• _题目要求 1_:
阅读下面这篇代码使用说明,判断 (a)、(b)、(c) 三个陈述是否与其相符,逐项回答"是"或"否",并原样引用文中起决定作用的词句。
(a) 文字识别任务需要用到 coords.txt 文件。
(b) 需要修改参数的配置文件是 configs/rec/rec_svtrnet.yml。
(c) val_list.txt 是训练集对应的 gt.txt 文件。

论文地址:https://arxiv.org/pdf/2205.00159.pdf
模型代码:https://github.com/PaddlePaddle/PaddleOCR/blob/release/2.7/ppocr/modeling/backbones/rec_svtrnet.py
1. 代码使用说明
1.1. 准备数据集
从https://rrc.cvc.uab.es/?ch=4&com=tasks下载数据集(用于调试代码)
数据的样式如下:
将下载好的数据放到相应目录。由于是文字识别任务,因此只需要 gt.txt 文件,不需要 coords.txt 文件,然后将 gt.txt 文件重命名。我这里的 train_list.txt 就是训练集对应的 gt.txt 文件,val_list.txt 就是验证集对应的 gt.txt 文件。
1.2. 配置代码
在拉取 paddleocr 项目代码后,打开configs/rec/rec_svtrnet.yml
文件,修改对应参数,有注释的地方都需要根据实际情况来调整。

• _题目要求 2_: 更新下方清单:把其中的"dried leaf"改为"withered leaf",其余各行保持不变,然后给出整份清单。

• _所给数据_:
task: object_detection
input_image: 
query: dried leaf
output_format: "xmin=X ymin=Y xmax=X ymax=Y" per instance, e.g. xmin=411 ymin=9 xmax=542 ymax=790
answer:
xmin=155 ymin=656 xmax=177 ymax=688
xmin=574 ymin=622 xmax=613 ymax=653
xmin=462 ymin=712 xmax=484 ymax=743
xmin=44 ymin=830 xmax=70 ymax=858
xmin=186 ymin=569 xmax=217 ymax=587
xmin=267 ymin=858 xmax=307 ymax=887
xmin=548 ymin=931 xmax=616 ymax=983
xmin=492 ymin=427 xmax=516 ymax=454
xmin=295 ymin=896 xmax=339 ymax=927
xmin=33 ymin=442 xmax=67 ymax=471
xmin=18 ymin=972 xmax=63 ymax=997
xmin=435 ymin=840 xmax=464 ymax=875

• _参考答案 1_:
(a) 否。"只需要 gt.txt 文件,不需要 coords.txt 文件"
(b) 是。"打开configs/rec/rec_svtrnet.yml"
(c) 否。"val_list.txt 就是验证集对应的 gt.txt 文件"

• _参考答案 2_:
task: object_detection
input_image: 
query: withered leaf
output_format: "xmin=X ymin=Y xmax=X ymax=Y" per instance, e.g. xmin=411 ymin=9 xmax=542 ymax=790
answer:
xmin=155 ymin=656 xmax=177 ymax=688
xmin=574 ymin=622 xmax=613 ymax=653
xmin=462 ymin=712 xmax=484 ymax=743
xmin=44 ymin=830 xmax=70 ymax=858
xmin=186 ymin=569 xmax=217 ymax=587
xmin=267 ymin=858 xmax=307 ymax=887
xmin=548 ymin=931 xmax=616 ymax=983
xmin=492 ymin=427 xmax=516 ymax=454
xmin=295 ymin=896 xmax=339 ymax=927
xmin=33 ymin=442 xmax=67 ymax=471
xmin=18 ymin=972 xmax=63 ymax=997
xmin=435 ymin=840 xmax=464 ymax=875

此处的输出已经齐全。